**Document section**
I'm not certain that God is happy with any of us .

That said, this quote disturbs me -

"Whose interest was the Republican Party representing when it allowed the loonies in your party to shut down the U.S. government for 16 days and cost the nation’s economy $24 billion?"

Since when does the United States of America depend on government to fuel its economy? I thought that was the role of government in socialist or communist nations.

Further - that is BORROWED MONEY!!!! What is "looney" is to continue to borrow when we are really at the point that we are condemning our children to a lower quality of life so we can enjoy a higher quality of life.

sverige1
Lars Faltskog

As I've mentioned in other forums, republicans aren't good christians.

Carlos Ponce

And as I've mentioned before in other forums, it is not up to you to judge who is and who is not a good Christian. That is for GOD to decide. Stop the hate sverige!
May God Bless Us, God Bless Us, Everyone!

Carlos Ponce

Your Scripture readings are fine but they refer to INDIVIDUAL responsibility to care for our fellow man, not the Nations'. According to Scripture the nations will be judged on their treatment of Israel.
It was Democrat Harry Reid who chose to chose to shut down the Federal government, not the Republican led house when he sat on bill after bill rather than compromise. The final offer was to delay Obamacare, something some Democrats NOW want to do. It is only through Liberal spin aided by the lame stream media that the MYTH has spread that the Republicans shut down government.

kevjlang
Kevin Lang

So, because Harry Reid didn't pay the blackmail, that made him responsible? Interesting. That could have huge legal ramifications for criminal defense. I can see a kidnapper claiming that it was the kid's parents that caused their child to be killed. All they had to do was pay the million dollar ransom.

I take no issue with the Republicans making a final push to kill or delay Obamacare.

However, the responsible thing to do would have been for the two houses to agree on a plan to fund everything through the end of the year, or into next spring, and then agree to have detailed budget talks in order to complete this fiscal year and get something out there for the 2015 budget. Kind of like what did happen, but without the drama and pompousness.

**Provided material**

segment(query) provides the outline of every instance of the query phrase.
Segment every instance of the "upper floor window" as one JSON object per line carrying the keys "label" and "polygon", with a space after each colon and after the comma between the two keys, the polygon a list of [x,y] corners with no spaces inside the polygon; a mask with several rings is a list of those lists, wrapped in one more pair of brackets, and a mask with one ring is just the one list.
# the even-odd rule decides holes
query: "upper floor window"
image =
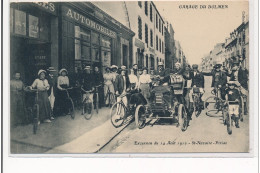
{"label": "upper floor window", "polygon": [[147,1],[144,2],[144,12],[145,12],[146,16],[148,16],[148,2]]}
{"label": "upper floor window", "polygon": [[156,14],[156,28],[158,29],[158,14]]}
{"label": "upper floor window", "polygon": [[145,43],[148,44],[148,25],[145,24]]}
{"label": "upper floor window", "polygon": [[150,4],[150,21],[153,21],[153,5]]}
{"label": "upper floor window", "polygon": [[142,1],[138,1],[138,5],[140,8],[142,8]]}
{"label": "upper floor window", "polygon": [[142,19],[138,17],[138,38],[142,40]]}
{"label": "upper floor window", "polygon": [[150,45],[153,47],[153,30],[150,30]]}
{"label": "upper floor window", "polygon": [[161,32],[161,19],[159,19],[159,32]]}
{"label": "upper floor window", "polygon": [[156,35],[156,50],[158,50],[158,36]]}

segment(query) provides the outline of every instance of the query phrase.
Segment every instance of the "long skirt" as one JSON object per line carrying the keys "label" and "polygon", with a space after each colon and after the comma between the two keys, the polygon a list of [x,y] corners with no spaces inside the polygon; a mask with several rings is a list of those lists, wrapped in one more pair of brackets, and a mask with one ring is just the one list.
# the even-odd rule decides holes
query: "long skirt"
{"label": "long skirt", "polygon": [[57,89],[54,101],[54,116],[66,115],[69,112],[69,100],[66,91]]}
{"label": "long skirt", "polygon": [[11,91],[11,125],[27,124],[29,123],[28,114],[26,111],[25,100],[23,92]]}
{"label": "long skirt", "polygon": [[39,104],[39,120],[44,121],[51,117],[51,104],[48,98],[47,91],[39,91],[38,95]]}
{"label": "long skirt", "polygon": [[150,86],[149,84],[141,84],[140,85],[141,93],[145,97],[146,100],[150,98]]}

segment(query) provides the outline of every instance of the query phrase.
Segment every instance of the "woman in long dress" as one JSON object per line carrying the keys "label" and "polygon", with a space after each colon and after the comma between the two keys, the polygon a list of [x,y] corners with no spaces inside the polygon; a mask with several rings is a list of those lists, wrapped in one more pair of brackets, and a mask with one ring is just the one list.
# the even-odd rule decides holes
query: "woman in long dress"
{"label": "woman in long dress", "polygon": [[24,83],[21,80],[21,73],[16,72],[14,78],[10,81],[11,91],[11,126],[27,124],[29,118],[26,112],[24,100]]}
{"label": "woman in long dress", "polygon": [[35,79],[33,84],[31,85],[31,89],[38,90],[38,104],[39,104],[39,122],[50,123],[51,119],[51,105],[48,99],[47,91],[50,88],[48,80],[45,78],[46,71],[39,70],[38,78]]}
{"label": "woman in long dress", "polygon": [[53,114],[55,116],[65,116],[69,114],[69,103],[67,98],[66,89],[69,88],[70,82],[67,76],[68,71],[63,68],[59,71],[57,79],[57,91],[55,96]]}

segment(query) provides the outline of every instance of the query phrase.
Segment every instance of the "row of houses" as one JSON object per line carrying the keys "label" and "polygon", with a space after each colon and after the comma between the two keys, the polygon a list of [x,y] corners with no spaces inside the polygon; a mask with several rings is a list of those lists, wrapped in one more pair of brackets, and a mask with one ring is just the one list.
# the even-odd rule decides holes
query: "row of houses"
{"label": "row of houses", "polygon": [[152,1],[10,4],[10,69],[30,84],[39,69],[85,65],[173,68],[186,63],[172,25]]}
{"label": "row of houses", "polygon": [[225,42],[214,46],[209,54],[202,58],[201,70],[212,70],[215,64],[222,64],[231,68],[234,61],[241,62],[241,66],[249,69],[249,20],[245,12],[242,13],[242,23],[230,33]]}

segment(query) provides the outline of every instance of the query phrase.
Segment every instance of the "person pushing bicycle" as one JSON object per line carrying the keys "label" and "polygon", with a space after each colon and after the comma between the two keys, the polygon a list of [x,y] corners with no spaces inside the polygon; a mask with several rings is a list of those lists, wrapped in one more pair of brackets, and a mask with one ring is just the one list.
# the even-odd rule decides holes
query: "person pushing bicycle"
{"label": "person pushing bicycle", "polygon": [[[193,88],[199,88],[199,99],[200,99],[200,106],[201,108],[203,108],[203,101],[201,99],[201,97],[203,96],[203,94],[205,93],[204,91],[204,76],[203,74],[198,70],[198,64],[193,64],[192,65],[192,72],[191,72],[191,87]],[[191,90],[191,93],[193,94],[193,90]]]}

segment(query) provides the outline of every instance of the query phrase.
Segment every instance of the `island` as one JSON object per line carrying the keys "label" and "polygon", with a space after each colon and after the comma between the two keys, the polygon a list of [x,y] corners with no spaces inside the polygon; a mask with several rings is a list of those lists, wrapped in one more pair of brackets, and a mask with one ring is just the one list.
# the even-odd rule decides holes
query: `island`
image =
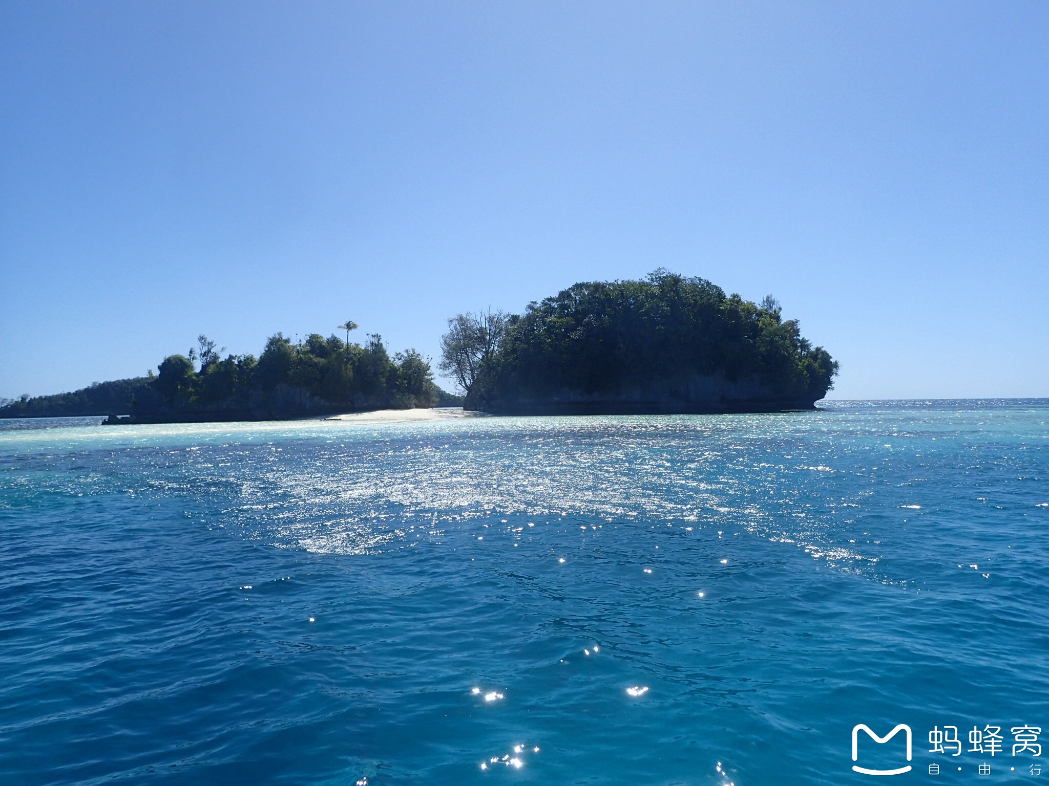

**Written tasks**
[a] How many lines in the rows contain the string "bicycle"? Answer with the number alone, and treat case as significant.
[b] Carry the government shutdown thread further, starting right after its last sentence.
The government shutdown thread and the rows have no connection to each other.

**The answers**
[a] 3

[b]
npappous
Norman Pappous

I think the term "blackmail", in this case, is in the eye of the beholder...

kevjlang
Kevin Lang

Perhaps over the top, but the point is still that the government shut down because the CRs insisted on only funding things not related to Obamacare. The political reality was that funding Obamacare was not going to be delayed, yet the CR's sent to the Senate continued to say that we weren't funding anything unless Obamacare was not funded.

The game itself would have been entertaining to watch had it been played in August and September, instead of late September to early October.

Carlos Ponce

Acting like a petulant child, Harry Reid refused to let the bills come to a vote. There was no "blackmail" involved. The Senate should have let the Bills come to a vote but Harry played politics instead of doing what was good for the country. The least he should have done is let the Bills go to a joint committee of Congress to reconcile differences. Instead, he just SAT on them.

From Schoolhouse Rock:
BILL:"Yeah, looks like I'm gonna live! I'm gonna go to the House of Representatives and they're gonna vote on me.
If they vote yes, what happens?
BILL: Well, then I got the Senate and the whole thing starts all over again."
But BILL was wrong! Harry would NOT let the process get started again. Harry Reid was responsible for the government shutdown.

" I'm just a Bill, stuck on Capitol Hill because Senator Reid doesn't like me. "

kevjlang
Kevin Lang

Exactly what kind of an outcome would you have expected if Reid HAD wasted his chamber's time by bringing one of those bills to a vote? Something pretty much along the lines of a party-line response? The house did not send those bills because they expected them to pass. They know full well they wouldn't.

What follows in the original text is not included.